— Extracted text —
--- --- ---

The functions provided in table provide all the basic manipulations on Lua tables, but as we saw with the List class, it is useful to build higher-level operations on top of those functions. For instance, to copy a table involves this kind of loop:
local res = {}
for k,v in pairs(T) do
res[k] = v
end
The tablex module (see pl.tablex) provides deepcopy which goes further than a simple loop in two ways; first, it also gives the copy the same metatable as the original (so it can copy objects like List above) and any nested tables will also be copied, to arbitrary depth.
In a similar spirit, deepcompare will take two tables and return true only if they have exactly the same values and structure.
> t1 = {1,{2,3},4}
> t2 = deepcopy(t1)
> = t1 == t2
false
> = deepcompare(t1,t2)
true
find will return the index of a given value in a list-like table. This is a direct linear search, so it can slow down code that depends on it; note that a function can be provided that defines equality for the search. If efficiency is required, consider using an index map. index_map will return a table where the keys are the original values of the list, and the associated values are the indices. (It is almost exactly the representation needed for a set.)

--- --- ---

— Instructions —
**A)** For each statement about the text on Lua tables, answer yes or no and quote the words of the text that decide it: (i) deepcopy gives the copy the same metatable as the original; (ii) find performs a binary search; (iii) in the table index_map returns, the keys are the indices of the list.
**B)** In the text on Lua tables, when does deepcompare return true?
**C)** Write the next part of the text on Lua tables, picking up after its final sentence.
The material is separate from the text on Lua tables.

— Stored data —
--- --- ---

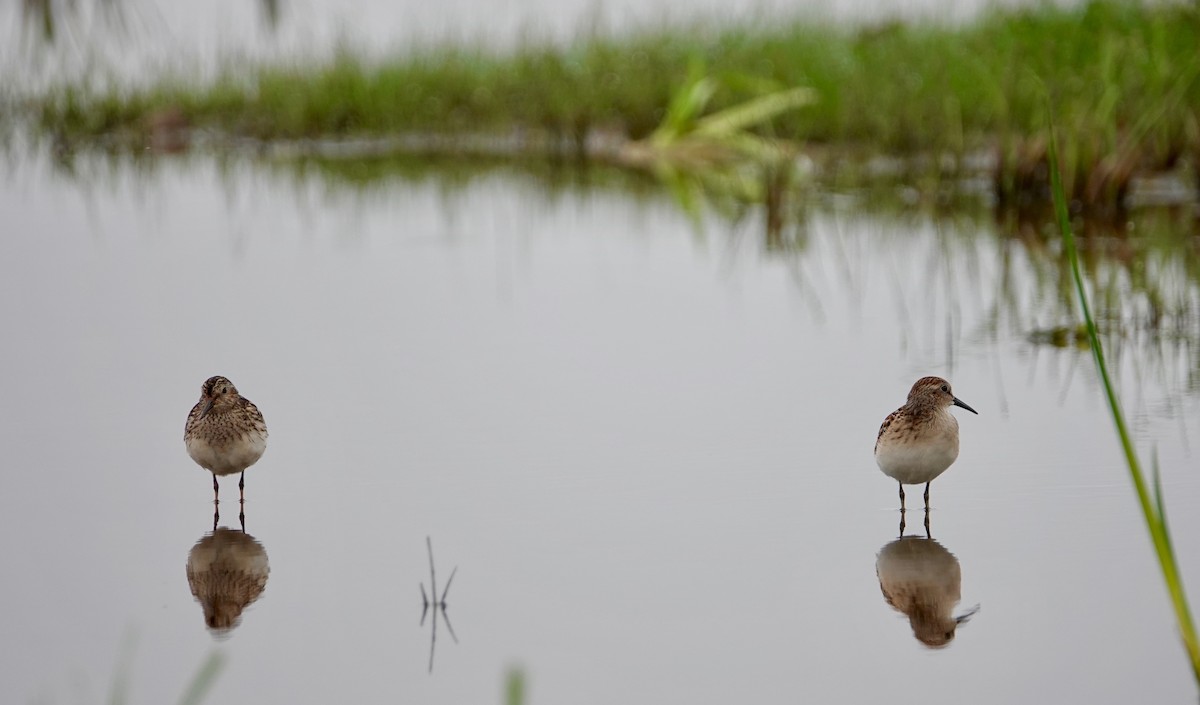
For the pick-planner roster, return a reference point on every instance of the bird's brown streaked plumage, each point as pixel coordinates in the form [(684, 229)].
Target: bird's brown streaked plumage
[(227, 571), (225, 432), (923, 580), (919, 440)]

--- --- ---

— Answer list —
**A)**
(i) Yes: "it also gives the copy the same metatable as the original"
(ii) No: "This is a direct linear search"
(iii) No: "the keys are the original values of the list, and the associated values are the indices"

**B)** Only when the two tables have exactly the same values and structure.

**C)**
> t = {'one','two','three'}
> = tablex.find(t,'two')
2
> = tablex.find(t,'four')
nil
> il = tablex.index_map(t)
> il['two']
2
> il.two
2
A version of index_map called set is also provided, where the values are just true. This is useful because two such sets can be compared for equality using deepcompare:
> deepcompare(set {1,2,3},set {2,1,3})
true
find_if will search a table using a function. The optional third argument is a value which will be passed as a second argument to the function. pl.operator provides the Lua operators conveniently wrapped as functions, so the basic comparison functions are available:
> ops = require 'pl.operator'
> = tablex.find_if({10,20,30,40},ops.gt,20)
3 true
Note that find_if will also return the actual value returned by the function, which of course is usually just true for a boolean function, but any value which is not nil and not false can be usefully passed back.
deepcompare does a thorough recursive comparison, but otherwise using the default equality operator. compare allows you to specify exactly what function to use when comparing two list-like tables, and compare_no_order is true if they contain exactly the same elements. Do note that the latter does not need an explicit comparison function - in this case the implementation is actually to compare the two sets, as above:
> compare_no_order({1,2,3},{2,1,3})
true
> compare_no_order({1,2,3},{2,1,3},'==')
true
(Note the special string '==' above; instead of saying ops.gt or ops.eq we can use the strings '>' or '==' respectively.)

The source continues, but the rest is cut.